AUFGABENSTELLUNG.
Prüfen Sie, ob die Aussagen (a), (b) und (c) mit dem Textauszug übereinstimmen, und antworten Sie jeweils mit Ja oder Nein sowie den entscheidenden Worten des Textes im genauen Wortlaut.
(a) Die Kommission stützt sich insbesondere auf Artikel 15 Absatz 2 der Verordnung (EU) 2019/1241.
(b) Die Verordnung (EU) 2019/1241 wurde am 20. Juni 2018 erlassen.
(c) Nach Erwägungsgrund (1) sollen unbeabsichtigte Fänge empfindlicher Meerestiere in jedem Fall verhindert werden.

TEXTAUSZUG.
Präambel VO (EU) 2022/303

DIE EUROPÄISCHE KOMMISSION —

gestützt auf den Vertrag über die Arbeitsweise der Europäischen Union,

gestützt auf die Verordnung (EU) 2019/1241 des Europäischen Parlaments und des Rates vom 20. Juni 2019 mit technischen Maßnahmen für die Erhaltung der Fischereiressourcen und den Schutz von Meeresökosystemen, zur Änderung der Verordnungen (EG) Nr. 1967/2006, (EG) Nr. 1224/2009 des Rates und (EU) Nr. 1380/2013, (EU) 2016/1139, (EU) 2018/973, (EU) 2019/472 und (EU) 2019/1022 des Europäischen Parlaments und des Rates sowie zur Aufhebung der Verordnungen (EG) Nr. 894/97, (EG) Nr. 850/98, (EG) Nr. 2549/2000, (EG) Nr. 254/2002, (EG) Nr. 812/2004 und (EG) Nr. 2187/2005 des Rates(1), insbesondere auf Artikel 15 Absatz 2,

in Erwägung nachstehender Gründe:

(1)
Gemäß Artikel 3 Absatz 2 Buchstabe b der Verordnung (EU) 2019/1241 sind technische Maßnahmen zu erlassen, die dazu beitragen sollen, in der Fischerei unbeabsichtigte Fänge empfindlicher Meerestiere, einschließlich der in der Richtlinie 92/43/EWG des Rates(2) und der Richtlinie 2009/147/EG des Europäischen Parlaments und des Rates(3) aufgeführten Arten, zu minimieren und wenn möglich zu verhindern.

BEREITGESTELLTE ANGABEN.
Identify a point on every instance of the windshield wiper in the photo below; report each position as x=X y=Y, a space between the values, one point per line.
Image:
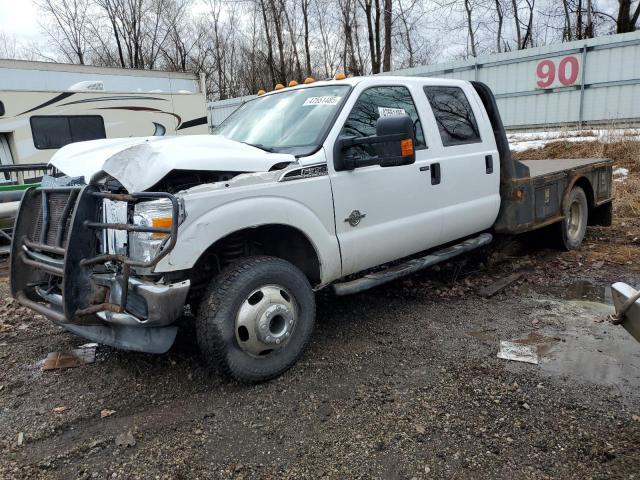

RICHTIGE ANTWORT.
(a) Ja: „insbesondere auf Artikel 15 Absatz 2“
(b) Nein: „vom 20. Juni 2019“
(c) Nein: „zu minimieren und wenn möglich zu verhindern“